Molière a-t-il eu à se plaindre de la médecine ? En d’autres termes, a-t-il souffert des ordonnances d’un Purgon quelconque ? Existe-t-il des documents prouvant que l’on a fait de lui une « vache à lait », suivant sa propre expression ? Et quel ou quels médecins lui ont fait subir ces tourments ? Grimarest prétend qu’il se servait rarement d’eux et n’avait jamais été soigné ; lui-même déclare au roi qu’il ne prend pas de remèdes. Mais, d’autre part, Donneau de Visé écrit qu’il n’était pas convaincu de tout ce qu’il disait contre les médecins et qu’il se fit soigner pendant une oppression quatre fois en un seul jour.
M. Larroumet avance (« La Comédie de Molière») que le célèbre auteur avait un compte de 187 livres chez deux apothicaires, Frapier et Depré, et s’appuie là-dessus pour laisser entendre que Molière avait été drogué ; mais, comme on l’a fait judicieusement remarquer, il n’est pas dit, dans l’«Inventaire» publié par Eudore Soulié (« Recherches sur Molière ») sur lequel M. Larroumet s’appuie que les 191 livres 10 sols dus aux apothicaires précités le fussent pour des médicaments personnels à Molière.
On a dû alors évoquer d’autres raisons pour expliquer l’animosité de Molière contre la médecine.

▬▬▬

SÉRIE D'EXERCICES —
1. D'après le passage sur Molière et la médecine, combien de fois Molière se fit-il soigner en un seul jour selon Donneau de Visé ?
2. Relevez tous les noms de personnes cités dans le passage sur Molière et la médecine, sauf Molière et Purgon.
Les données qui suivent n'ont aucun rôle ici.

▬▬▬

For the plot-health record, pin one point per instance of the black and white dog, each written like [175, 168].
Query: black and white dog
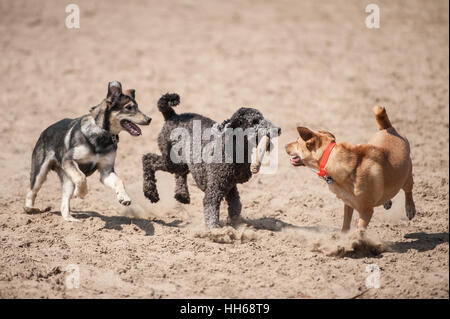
[76, 148]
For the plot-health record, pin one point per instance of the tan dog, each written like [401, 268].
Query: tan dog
[363, 176]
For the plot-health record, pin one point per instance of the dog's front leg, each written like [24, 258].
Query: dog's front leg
[110, 179]
[77, 177]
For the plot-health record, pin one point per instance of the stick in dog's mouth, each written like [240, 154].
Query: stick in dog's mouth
[258, 154]
[131, 128]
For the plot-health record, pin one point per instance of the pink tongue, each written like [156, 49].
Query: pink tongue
[132, 128]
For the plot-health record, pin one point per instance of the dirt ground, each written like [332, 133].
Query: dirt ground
[296, 61]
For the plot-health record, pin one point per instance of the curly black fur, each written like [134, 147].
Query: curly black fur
[216, 180]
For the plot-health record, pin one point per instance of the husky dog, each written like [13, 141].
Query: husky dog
[76, 148]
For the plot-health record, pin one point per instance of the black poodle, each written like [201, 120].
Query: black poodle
[218, 178]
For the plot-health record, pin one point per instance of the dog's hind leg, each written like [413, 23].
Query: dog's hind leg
[348, 213]
[181, 189]
[152, 163]
[410, 207]
[39, 173]
[211, 207]
[234, 204]
[68, 187]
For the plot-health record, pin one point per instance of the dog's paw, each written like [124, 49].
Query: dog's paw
[183, 198]
[410, 210]
[124, 199]
[70, 218]
[387, 205]
[81, 189]
[152, 196]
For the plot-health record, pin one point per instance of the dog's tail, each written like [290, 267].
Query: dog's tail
[381, 117]
[166, 104]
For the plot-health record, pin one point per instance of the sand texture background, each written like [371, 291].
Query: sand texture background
[296, 61]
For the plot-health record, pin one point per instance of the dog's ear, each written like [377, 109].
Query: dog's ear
[130, 92]
[114, 92]
[328, 133]
[305, 133]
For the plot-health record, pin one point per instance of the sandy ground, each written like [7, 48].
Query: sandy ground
[297, 62]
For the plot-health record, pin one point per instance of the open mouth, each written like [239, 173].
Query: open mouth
[296, 161]
[131, 128]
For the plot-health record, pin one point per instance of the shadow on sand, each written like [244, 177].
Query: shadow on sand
[116, 222]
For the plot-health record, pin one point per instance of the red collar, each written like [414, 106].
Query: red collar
[324, 159]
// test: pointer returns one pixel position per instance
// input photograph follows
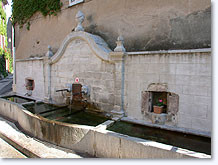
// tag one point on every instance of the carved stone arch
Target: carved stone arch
(98, 46)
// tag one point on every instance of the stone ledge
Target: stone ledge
(207, 50)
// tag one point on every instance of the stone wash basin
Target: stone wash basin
(78, 131)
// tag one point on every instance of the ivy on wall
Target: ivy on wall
(23, 10)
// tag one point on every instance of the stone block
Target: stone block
(186, 99)
(157, 87)
(203, 69)
(106, 146)
(185, 69)
(158, 118)
(195, 90)
(199, 111)
(184, 120)
(168, 78)
(175, 88)
(201, 124)
(167, 69)
(202, 100)
(153, 68)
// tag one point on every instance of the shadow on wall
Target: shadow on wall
(192, 31)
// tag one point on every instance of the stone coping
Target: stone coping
(89, 136)
(166, 127)
(29, 59)
(206, 50)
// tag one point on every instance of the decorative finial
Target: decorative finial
(49, 53)
(120, 47)
(79, 19)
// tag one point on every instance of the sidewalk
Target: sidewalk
(6, 84)
(31, 147)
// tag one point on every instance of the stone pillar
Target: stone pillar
(118, 56)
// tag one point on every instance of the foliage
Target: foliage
(23, 10)
(160, 102)
(3, 26)
(5, 54)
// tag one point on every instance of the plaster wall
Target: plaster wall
(80, 61)
(33, 69)
(186, 74)
(145, 25)
(93, 140)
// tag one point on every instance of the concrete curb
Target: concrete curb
(31, 147)
(23, 150)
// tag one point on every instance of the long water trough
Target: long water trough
(97, 134)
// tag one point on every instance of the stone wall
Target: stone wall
(186, 73)
(80, 61)
(145, 25)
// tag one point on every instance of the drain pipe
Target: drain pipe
(14, 58)
(120, 53)
(49, 55)
(122, 83)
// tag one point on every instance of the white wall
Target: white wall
(187, 74)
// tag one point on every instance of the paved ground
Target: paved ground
(8, 151)
(6, 84)
(15, 144)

▬▬▬

RÉSULTATS —
1. Quatre fois, pendant une oppression.

2. Grimarest, Donneau de Visé, M. Larroumet, Frapier, Depré, Eudore Soulié